## SET TASK:
Could you shift every coordinate in the answers by adding 98 to it, then write out again the part of the items that opens with the line containing "of the crown" and closes with the last line of the items, requests included?

### DATA EXCERPTS

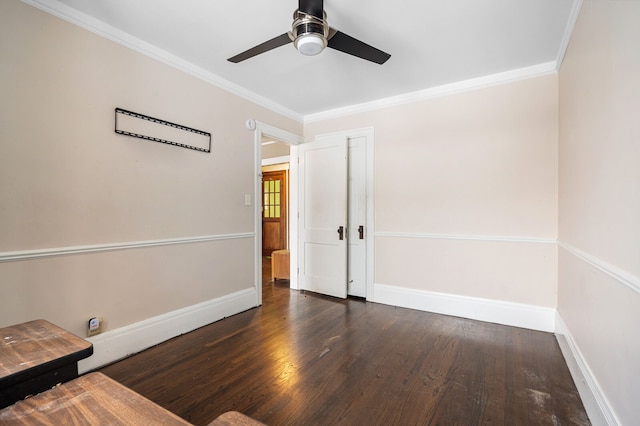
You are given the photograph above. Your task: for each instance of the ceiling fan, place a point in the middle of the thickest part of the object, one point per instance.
(310, 34)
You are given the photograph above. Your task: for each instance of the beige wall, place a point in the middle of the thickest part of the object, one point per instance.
(67, 180)
(599, 226)
(466, 192)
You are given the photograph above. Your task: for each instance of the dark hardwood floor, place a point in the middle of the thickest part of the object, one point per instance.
(306, 359)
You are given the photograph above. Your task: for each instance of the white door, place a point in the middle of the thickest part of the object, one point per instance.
(357, 250)
(323, 216)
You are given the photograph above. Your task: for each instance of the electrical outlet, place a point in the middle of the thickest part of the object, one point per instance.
(94, 326)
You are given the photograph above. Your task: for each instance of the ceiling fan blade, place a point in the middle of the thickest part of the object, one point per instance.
(311, 7)
(278, 41)
(347, 44)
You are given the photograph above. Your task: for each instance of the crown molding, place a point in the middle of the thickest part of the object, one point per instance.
(571, 23)
(82, 20)
(539, 70)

######

## SOLUTION FOR THIS TASK:
You are given the photograph above. Your task: for each instance of the crown molding, place a point in the middle of the thickest part of the object, one point per instance.
(669, 121)
(180, 118)
(637, 168)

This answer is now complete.